What you should do: The answer must be an exact restatement of all the data.

Input START

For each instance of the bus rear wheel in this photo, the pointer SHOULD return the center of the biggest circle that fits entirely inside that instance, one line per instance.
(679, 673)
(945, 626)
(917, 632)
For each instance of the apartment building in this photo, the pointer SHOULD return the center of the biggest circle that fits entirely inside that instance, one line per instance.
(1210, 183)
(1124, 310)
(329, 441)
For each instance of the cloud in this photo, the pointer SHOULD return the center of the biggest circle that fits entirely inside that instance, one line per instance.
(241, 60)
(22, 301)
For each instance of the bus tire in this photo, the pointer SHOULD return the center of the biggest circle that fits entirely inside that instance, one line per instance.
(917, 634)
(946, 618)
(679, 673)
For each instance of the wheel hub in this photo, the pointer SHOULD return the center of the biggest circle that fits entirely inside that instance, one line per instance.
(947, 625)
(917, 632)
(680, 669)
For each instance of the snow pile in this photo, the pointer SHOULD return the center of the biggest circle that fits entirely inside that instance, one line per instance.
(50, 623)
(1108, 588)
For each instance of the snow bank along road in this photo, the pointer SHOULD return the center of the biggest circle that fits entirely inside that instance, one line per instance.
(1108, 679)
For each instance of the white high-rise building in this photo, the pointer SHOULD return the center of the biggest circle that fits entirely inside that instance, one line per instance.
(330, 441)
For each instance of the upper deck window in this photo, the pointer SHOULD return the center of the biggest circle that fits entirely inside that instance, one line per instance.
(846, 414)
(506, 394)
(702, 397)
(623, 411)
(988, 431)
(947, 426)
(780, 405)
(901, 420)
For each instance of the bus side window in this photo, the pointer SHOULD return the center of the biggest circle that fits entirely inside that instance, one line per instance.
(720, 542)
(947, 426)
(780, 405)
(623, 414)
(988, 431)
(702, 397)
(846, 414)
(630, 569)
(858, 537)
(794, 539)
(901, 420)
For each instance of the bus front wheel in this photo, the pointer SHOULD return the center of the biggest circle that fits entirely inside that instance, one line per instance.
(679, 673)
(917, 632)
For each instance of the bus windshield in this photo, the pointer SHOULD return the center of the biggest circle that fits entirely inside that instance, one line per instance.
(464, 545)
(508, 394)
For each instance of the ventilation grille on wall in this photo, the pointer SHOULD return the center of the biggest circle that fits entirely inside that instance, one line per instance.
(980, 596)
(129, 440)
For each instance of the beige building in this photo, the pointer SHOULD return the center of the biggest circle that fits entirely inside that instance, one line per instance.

Input END

Exercise output:
For each instance of the bus rear wheel in this photo, the pointer SHOULD return the center of the biggest circle that fits entirely inside that instance, one line per instance.
(679, 673)
(945, 626)
(917, 632)
For each instance of the apartment building in this photo, the pointer SHOULD return the center of the biggest circle that fits entirely inside that instance, one line per instance.
(1210, 183)
(1124, 310)
(329, 441)
For each instance of the cloud in this photo, the pointer SHOULD return the center of the biggest circle that fits entirely inside that instance, one line per instance.
(241, 60)
(22, 301)
For each instance of the bus tire in this photo, the pointer SHOULD return the center of the biggest circle that fits entirely inside that instance, one line per instance.
(917, 634)
(946, 618)
(679, 673)
For each instance of the wheel hub in this photo, the pointer SHOULD return the center of the biggest circle that fits entirely inside that instance, one line per instance.
(947, 625)
(917, 632)
(680, 669)
For each instance of the snow pile in this photo, the pointer SHOULD return the center of the biggest circle that fits entirely inside that instance, one line per instance.
(50, 623)
(1108, 588)
For each instance of the snow bank along road in this photo, the pointer SHOULD return the center of the biggest circle that fits entirely inside that instance, one line per instance.
(1108, 679)
For each instance of the white high-rise building in this photo, the pointer SHOULD return the center of the biggest circle that fits entirely inside that instance, one line per instance.
(330, 441)
For each instance of the upper deck window in this photo, the pointer SHOULD return the center of the biggest circle that fits entirely inside that instance, one line per instance.
(846, 414)
(506, 394)
(702, 397)
(623, 411)
(988, 431)
(947, 426)
(780, 405)
(901, 420)
For each instance of the bus side window in this photo, the pointer SHOULD return the center of the biggest circle that fits entirely inside that instance, one line per instance.
(720, 542)
(947, 426)
(780, 405)
(623, 414)
(988, 431)
(702, 397)
(846, 414)
(630, 569)
(858, 537)
(794, 539)
(901, 420)
For each instance of the bus front wheel in this photo, the pointer SHOULD return the center of the biggest circle that fits entirely inside that instance, one line per instance.
(679, 673)
(917, 632)
For each instance of the bus windshield in this photo, the pointer SHOULD return the center of the biggest circle that fits entirely inside that instance, one line per instance.
(464, 545)
(508, 394)
For each instance of the ventilation grille on wall in this photo, the pointer SHOULD return the center of the biggest circle that fits entirely inside that instance, one line per instance.
(980, 596)
(129, 440)
For each instance of the beige building in this photo, the pointer SHOULD return the center of the biggest circle that fits entirely inside that instance, one line per instance.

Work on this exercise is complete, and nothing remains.